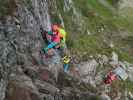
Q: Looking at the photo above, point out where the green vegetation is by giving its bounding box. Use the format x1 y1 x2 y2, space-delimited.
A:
54 0 133 62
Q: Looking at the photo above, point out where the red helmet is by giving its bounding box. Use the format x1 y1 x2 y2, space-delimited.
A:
52 24 59 31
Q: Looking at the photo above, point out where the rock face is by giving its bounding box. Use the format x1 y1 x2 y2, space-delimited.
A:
0 0 133 100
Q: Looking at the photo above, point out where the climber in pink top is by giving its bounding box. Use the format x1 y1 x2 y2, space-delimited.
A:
104 72 117 84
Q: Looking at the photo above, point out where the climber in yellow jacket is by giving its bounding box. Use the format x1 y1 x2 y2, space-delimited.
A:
52 24 66 47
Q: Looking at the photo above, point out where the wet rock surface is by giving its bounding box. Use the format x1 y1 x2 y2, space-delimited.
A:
0 0 133 100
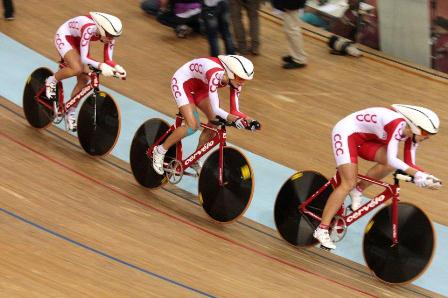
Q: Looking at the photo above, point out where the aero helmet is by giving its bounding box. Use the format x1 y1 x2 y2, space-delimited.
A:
392 104 440 135
218 55 254 80
90 11 123 37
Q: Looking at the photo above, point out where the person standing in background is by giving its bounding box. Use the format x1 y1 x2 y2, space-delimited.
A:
3 0 14 21
272 0 308 69
229 0 260 55
202 0 235 57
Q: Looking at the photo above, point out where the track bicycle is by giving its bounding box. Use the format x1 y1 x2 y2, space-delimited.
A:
130 114 260 223
23 62 121 156
274 171 435 283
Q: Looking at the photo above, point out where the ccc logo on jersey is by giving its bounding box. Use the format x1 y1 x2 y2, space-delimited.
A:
210 72 222 92
190 63 204 74
55 33 65 49
81 27 93 47
171 78 182 98
394 122 406 141
356 114 378 123
333 134 344 156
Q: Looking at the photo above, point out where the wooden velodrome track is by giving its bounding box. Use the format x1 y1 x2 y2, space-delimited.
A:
0 0 448 297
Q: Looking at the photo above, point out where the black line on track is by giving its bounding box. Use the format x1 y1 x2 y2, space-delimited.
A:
0 99 431 297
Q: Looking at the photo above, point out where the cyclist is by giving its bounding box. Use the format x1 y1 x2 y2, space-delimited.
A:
313 104 442 249
153 55 255 175
45 12 126 131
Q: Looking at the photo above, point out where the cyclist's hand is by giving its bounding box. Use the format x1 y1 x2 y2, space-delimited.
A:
233 118 247 129
100 63 115 77
249 120 261 131
115 64 126 79
427 175 442 190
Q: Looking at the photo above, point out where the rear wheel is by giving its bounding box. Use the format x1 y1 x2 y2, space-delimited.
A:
199 147 254 223
274 171 333 246
363 202 435 283
130 119 176 188
23 67 57 128
78 91 121 156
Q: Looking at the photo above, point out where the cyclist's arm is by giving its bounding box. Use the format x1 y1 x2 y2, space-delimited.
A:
387 121 417 175
403 138 425 172
208 71 229 121
79 23 100 68
104 39 117 67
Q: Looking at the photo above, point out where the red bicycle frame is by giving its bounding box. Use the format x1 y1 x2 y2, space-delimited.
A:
35 64 100 114
146 115 227 186
299 173 400 245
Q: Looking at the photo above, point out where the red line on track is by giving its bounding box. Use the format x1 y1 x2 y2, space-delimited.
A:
0 131 378 297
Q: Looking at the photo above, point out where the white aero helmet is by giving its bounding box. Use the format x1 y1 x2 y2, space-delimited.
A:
392 104 440 135
218 55 254 80
90 11 123 37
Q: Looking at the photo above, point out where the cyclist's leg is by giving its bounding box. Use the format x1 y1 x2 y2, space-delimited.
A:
71 68 90 97
197 98 216 148
313 121 361 249
321 163 358 225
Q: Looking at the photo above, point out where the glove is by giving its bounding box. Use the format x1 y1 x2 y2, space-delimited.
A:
414 171 429 187
426 175 442 190
115 64 126 79
100 63 115 77
249 120 261 131
233 118 247 129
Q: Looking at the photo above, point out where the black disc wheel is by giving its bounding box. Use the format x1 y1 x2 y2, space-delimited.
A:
130 118 176 188
23 67 57 128
274 171 333 246
78 91 121 156
363 202 435 283
199 147 254 223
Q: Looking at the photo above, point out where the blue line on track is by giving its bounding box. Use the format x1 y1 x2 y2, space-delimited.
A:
0 207 216 297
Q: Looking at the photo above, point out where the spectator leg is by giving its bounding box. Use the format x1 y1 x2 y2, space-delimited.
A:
247 0 260 53
229 0 247 54
283 10 308 64
218 1 235 55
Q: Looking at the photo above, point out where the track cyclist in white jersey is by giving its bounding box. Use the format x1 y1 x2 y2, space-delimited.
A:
153 55 255 175
314 104 442 249
45 12 126 131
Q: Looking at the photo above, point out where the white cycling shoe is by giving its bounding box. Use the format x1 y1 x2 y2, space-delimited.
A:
349 187 362 211
190 160 202 175
45 76 58 99
152 146 165 175
313 227 336 250
65 109 78 132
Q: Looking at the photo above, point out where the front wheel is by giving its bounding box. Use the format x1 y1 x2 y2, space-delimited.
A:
274 171 333 246
78 91 121 156
199 147 254 223
23 67 57 128
130 118 176 188
363 202 435 283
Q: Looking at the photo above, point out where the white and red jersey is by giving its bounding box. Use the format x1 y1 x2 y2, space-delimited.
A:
332 107 420 171
171 57 247 119
54 16 116 68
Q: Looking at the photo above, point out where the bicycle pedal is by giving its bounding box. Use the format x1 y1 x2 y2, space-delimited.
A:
184 170 199 178
319 244 331 251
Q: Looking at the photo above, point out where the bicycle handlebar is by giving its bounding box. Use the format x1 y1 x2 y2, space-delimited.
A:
89 64 126 80
394 170 414 182
210 116 261 130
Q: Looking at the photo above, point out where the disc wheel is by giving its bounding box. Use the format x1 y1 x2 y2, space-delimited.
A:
78 91 121 156
23 67 60 128
198 147 254 223
130 118 176 188
363 202 435 283
274 171 333 246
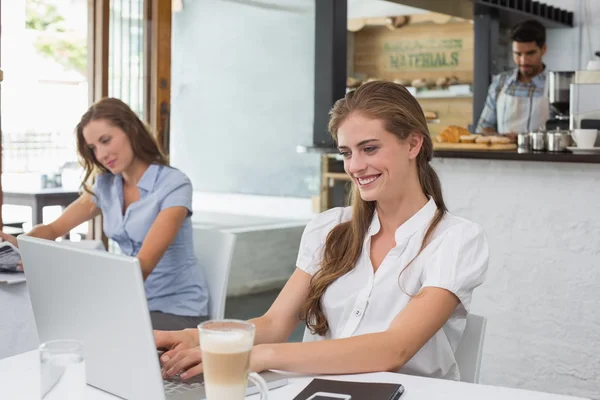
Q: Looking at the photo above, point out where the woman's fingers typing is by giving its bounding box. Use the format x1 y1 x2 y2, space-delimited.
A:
161 348 202 379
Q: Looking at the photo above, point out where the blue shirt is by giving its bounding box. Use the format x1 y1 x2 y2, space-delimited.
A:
477 68 548 132
92 164 208 316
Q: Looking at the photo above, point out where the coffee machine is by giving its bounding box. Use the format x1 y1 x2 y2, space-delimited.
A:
569 70 600 130
546 71 576 131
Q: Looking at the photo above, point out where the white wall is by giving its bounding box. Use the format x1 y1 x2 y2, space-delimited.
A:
171 0 320 198
348 0 429 18
544 0 600 71
433 158 600 399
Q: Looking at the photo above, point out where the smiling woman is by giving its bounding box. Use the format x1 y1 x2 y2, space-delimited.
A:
155 81 488 379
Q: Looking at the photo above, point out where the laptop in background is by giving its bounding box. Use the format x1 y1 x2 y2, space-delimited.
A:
18 235 287 400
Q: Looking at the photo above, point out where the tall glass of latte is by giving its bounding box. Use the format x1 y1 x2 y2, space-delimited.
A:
198 320 268 400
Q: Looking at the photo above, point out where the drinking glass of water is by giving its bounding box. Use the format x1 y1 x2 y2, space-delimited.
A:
40 340 86 400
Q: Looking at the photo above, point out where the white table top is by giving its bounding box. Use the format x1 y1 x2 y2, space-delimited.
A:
0 350 592 400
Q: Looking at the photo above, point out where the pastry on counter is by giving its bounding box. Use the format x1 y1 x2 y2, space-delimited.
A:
435 76 450 88
490 136 511 144
458 135 481 143
475 136 492 144
475 135 511 145
410 78 430 89
440 125 471 143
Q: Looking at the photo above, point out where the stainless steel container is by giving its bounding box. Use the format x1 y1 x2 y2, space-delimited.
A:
517 132 531 152
529 131 546 151
546 129 572 151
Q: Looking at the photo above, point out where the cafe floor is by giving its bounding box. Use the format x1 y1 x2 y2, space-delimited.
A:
225 289 304 342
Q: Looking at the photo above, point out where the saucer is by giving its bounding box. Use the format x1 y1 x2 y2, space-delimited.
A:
567 146 600 154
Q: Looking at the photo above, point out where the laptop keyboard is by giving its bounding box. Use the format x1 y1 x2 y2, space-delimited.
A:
163 377 204 395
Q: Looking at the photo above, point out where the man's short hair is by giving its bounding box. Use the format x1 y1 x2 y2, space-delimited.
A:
510 19 546 48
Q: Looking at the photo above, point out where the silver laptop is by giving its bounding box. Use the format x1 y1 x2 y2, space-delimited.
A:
18 235 287 400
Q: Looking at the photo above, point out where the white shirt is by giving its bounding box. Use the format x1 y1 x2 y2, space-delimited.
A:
296 199 489 380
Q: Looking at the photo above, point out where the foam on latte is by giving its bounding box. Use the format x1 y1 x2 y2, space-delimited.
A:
200 330 254 353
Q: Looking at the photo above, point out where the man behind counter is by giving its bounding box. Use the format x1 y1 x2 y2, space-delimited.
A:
477 20 550 140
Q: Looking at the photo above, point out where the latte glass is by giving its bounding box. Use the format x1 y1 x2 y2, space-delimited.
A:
198 320 269 400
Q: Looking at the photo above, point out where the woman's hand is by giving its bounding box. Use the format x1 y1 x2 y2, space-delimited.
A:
0 231 19 248
161 344 273 379
160 347 203 379
250 344 274 372
154 329 200 359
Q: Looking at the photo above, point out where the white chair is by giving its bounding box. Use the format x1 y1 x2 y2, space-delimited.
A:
454 314 487 383
194 227 236 319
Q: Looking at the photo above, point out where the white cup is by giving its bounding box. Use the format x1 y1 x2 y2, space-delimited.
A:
571 129 598 149
587 60 600 71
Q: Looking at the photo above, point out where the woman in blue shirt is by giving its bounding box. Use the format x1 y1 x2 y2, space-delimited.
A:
2 98 208 330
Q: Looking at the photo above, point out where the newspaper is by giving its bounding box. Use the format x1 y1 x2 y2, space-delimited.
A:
0 242 23 272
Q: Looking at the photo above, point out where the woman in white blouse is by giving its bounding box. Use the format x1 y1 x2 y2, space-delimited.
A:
155 81 488 379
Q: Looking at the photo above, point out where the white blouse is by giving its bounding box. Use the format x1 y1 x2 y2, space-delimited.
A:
296 199 489 380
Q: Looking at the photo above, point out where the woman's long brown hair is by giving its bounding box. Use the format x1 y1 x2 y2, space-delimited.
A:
76 97 169 194
301 81 447 336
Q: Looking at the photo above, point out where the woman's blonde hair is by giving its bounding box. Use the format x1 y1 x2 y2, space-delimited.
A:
301 81 447 336
76 97 169 194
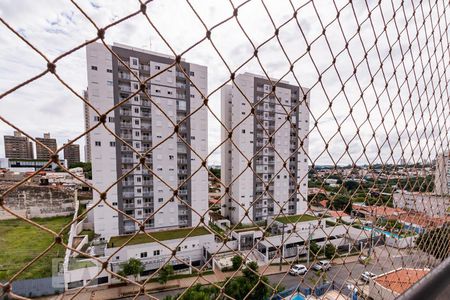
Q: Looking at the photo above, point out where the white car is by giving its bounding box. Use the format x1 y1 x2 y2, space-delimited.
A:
360 271 377 282
289 265 308 276
313 260 331 271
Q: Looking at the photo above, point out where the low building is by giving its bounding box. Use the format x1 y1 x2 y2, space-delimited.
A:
0 158 67 172
393 190 450 216
368 268 430 300
0 182 76 220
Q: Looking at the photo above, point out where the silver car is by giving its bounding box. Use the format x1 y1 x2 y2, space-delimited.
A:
312 260 331 271
360 271 377 282
289 265 308 276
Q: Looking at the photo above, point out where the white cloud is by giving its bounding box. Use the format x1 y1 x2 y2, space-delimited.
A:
0 0 450 164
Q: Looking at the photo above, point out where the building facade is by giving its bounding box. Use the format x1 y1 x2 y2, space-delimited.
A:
3 131 34 159
221 73 309 224
434 151 450 195
83 90 91 162
36 133 58 160
64 144 80 167
392 190 450 217
87 43 208 237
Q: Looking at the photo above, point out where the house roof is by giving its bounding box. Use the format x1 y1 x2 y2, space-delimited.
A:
374 268 430 294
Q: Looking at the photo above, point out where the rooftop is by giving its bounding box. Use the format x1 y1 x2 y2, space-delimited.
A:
374 268 430 294
275 214 317 224
108 227 211 248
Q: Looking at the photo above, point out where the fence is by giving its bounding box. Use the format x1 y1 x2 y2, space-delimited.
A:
0 0 450 299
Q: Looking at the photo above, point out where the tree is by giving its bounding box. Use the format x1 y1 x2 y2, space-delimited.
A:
327 195 352 214
225 261 269 299
164 284 220 300
344 180 359 191
416 226 450 259
309 241 320 257
325 243 336 259
231 255 243 270
119 258 144 280
158 265 173 284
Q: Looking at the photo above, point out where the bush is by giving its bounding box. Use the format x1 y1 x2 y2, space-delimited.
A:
325 243 336 259
231 255 243 271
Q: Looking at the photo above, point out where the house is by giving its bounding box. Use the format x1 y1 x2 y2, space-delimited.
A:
368 268 430 300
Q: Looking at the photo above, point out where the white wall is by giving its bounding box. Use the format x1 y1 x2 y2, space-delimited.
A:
86 43 119 237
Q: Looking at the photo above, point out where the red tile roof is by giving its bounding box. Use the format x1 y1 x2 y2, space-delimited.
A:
374 268 430 294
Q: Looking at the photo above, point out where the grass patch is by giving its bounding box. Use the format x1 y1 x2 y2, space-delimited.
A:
275 215 317 224
79 229 95 242
108 227 211 248
0 216 72 280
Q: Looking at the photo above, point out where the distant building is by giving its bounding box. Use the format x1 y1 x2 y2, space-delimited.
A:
64 144 80 167
221 73 309 224
4 131 34 159
36 133 58 160
434 151 450 195
83 89 91 162
393 190 450 216
368 268 430 300
0 158 68 173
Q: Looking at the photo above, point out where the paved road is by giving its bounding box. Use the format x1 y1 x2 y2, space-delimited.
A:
139 247 434 299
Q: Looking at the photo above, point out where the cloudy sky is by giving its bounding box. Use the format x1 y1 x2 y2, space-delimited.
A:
0 0 450 164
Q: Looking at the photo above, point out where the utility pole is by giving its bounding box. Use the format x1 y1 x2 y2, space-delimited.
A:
306 223 311 266
367 213 374 257
279 223 286 271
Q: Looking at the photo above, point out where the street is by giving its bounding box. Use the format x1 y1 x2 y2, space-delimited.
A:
130 246 434 299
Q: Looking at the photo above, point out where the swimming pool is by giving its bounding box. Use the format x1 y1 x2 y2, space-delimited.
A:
363 226 400 239
289 294 305 300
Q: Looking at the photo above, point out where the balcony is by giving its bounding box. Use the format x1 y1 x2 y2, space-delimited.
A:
122 192 134 198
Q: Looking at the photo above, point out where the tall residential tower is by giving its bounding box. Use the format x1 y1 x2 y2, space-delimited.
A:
87 43 208 237
221 73 309 224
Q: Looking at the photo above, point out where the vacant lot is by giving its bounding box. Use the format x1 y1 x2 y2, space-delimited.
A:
0 216 72 281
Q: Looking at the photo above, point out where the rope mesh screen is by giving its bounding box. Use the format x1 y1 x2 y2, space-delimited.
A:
0 0 450 299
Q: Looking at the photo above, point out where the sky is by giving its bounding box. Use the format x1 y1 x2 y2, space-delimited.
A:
0 0 450 165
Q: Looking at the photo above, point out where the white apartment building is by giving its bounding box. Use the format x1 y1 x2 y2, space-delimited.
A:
86 43 208 238
221 73 309 224
392 190 450 217
434 151 450 195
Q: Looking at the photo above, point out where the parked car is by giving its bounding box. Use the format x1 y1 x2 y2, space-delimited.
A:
289 265 308 276
312 260 331 271
360 271 377 282
358 255 369 265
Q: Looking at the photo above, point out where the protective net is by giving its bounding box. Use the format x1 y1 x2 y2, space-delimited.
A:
0 0 450 299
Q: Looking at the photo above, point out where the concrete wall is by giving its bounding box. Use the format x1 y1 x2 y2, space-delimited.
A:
0 185 76 220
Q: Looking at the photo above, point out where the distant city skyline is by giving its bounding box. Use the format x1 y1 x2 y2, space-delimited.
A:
0 1 450 165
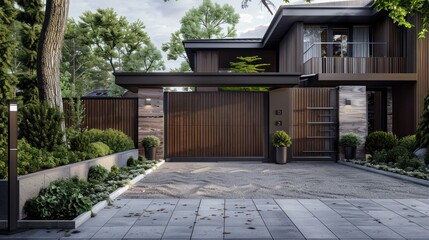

Objective » Copy the entries word for word from the beginning through the line that contains "274 171 435 283", including that line. Leave the pictures out of your copy.

Result »
Q: Looking at the photo above, point out where the green vegetation is by giving its bounding box. Use the format x1 y1 x2 y2, space-delimited.
A:
54 0 133 62
Q: Looking at the photo above, point out where the red helmet is by giving its bounding box. Use the format x1 y1 x2 y2, space-delimited.
A:
52 24 59 31
Q: Looking at the photo above, point out where the rock face is by giving its bounding box. Use the format x1 y1 x2 y2, space-delimited.
A:
0 0 133 100
Q: Looking at the photo above, point out where the climber in pink top is by giving its bounding box. Use the format x1 y1 x2 y2, space-delimited.
A:
104 72 117 84
Q: Looking at the photo above, point out where the climber in yellow jacket is by giving its bounding box. Use the format x1 y1 x2 y2, space-delimited.
A:
52 24 66 47
Q: Looking at the photo above, point out where the wet rock surface is by giving its bounding box. Use the format x1 y1 x2 y2, space-delimited.
A:
0 0 133 100
Q: Looking at the photo above, point out where the aero helmet is by giving its bounding box. Use the format x1 y1 x2 y2, space-delimited.
A:
392 104 440 135
218 55 254 80
90 11 123 37
Q: Looking at the photo above, point out where the person standing in background is by giving its bounding box. Use the format x1 y1 x2 y2, space-delimited.
A:
3 0 14 21
272 0 308 69
229 0 260 55
202 0 235 57
Q: Looking at the photo above, point out where the track bicycle is by giving its bounding box. Use the format x1 y1 x2 y2, space-delimited.
A:
130 114 260 223
23 62 121 156
274 171 435 283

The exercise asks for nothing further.